→ Tasks to perform:
a – In the forum thread, why did Ohiosulator have to move some shelves?
b – Copy the stretch of the forum thread from "## Ohiosulator (Jan" through "TylerH (Jan 6, 2014)".

→ Source:

»»

# Big Blue scroll among others



## Ohiosulator (Jan 6, 2014)

I had to move some shelves to get my quart blue scroll to fit in my lighted cabinet and I figured Id post the results I need more scrolls Thanks for looking!


----------



## TylerH (Jan 6, 2014)

what year do you think your scrolls are []


----------



## surfaceone (Jan 6, 2014)

Beautiful shelf, Cody! More photos, please...


----------



## epackage (Jan 6, 2014)

The glass is always great but you really do a wonderful job with your camera too....


----------



## cacarpetbagger (Jan 6, 2014)

Real nice color run!!


----------



## sandchip (Jan 7, 2014)

Scrollicious!


----------



## buzzkutt033 (Jan 9, 2014)

i like the little fellow at the far end. what color are youcalling that one ??   thanks for sharing with us! jim


----------



## glass man (Jan 11, 2014)

MAN I LOVE THOSE!!I love the cobalt insulators too..never saw one that color before!!JAME


----------



## RED Matthews (Feb 7, 2014)

Great coverage of a bottle style.  They are almost like the old whiskey flasks.  All to rich for my pocket book.  Nice color rainbow for any window.  RED Matthews


----------

««

→ Data rows:
»»

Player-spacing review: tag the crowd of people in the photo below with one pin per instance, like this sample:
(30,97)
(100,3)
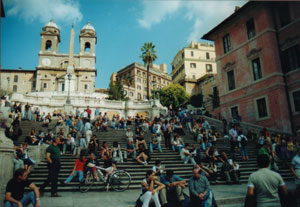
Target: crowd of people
(74,133)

««

→ Results by task:
a – To get the quart blue scroll to fit in the lighted cabinet.

b –
## Ohiosulator (Jan 6, 2014)

I had to move some shelves to get my quart blue scroll to fit in my lighted cabinet and I figured Id post the results I need more scrolls Thanks for looking!


----------



## TylerH (Jan 6, 2014)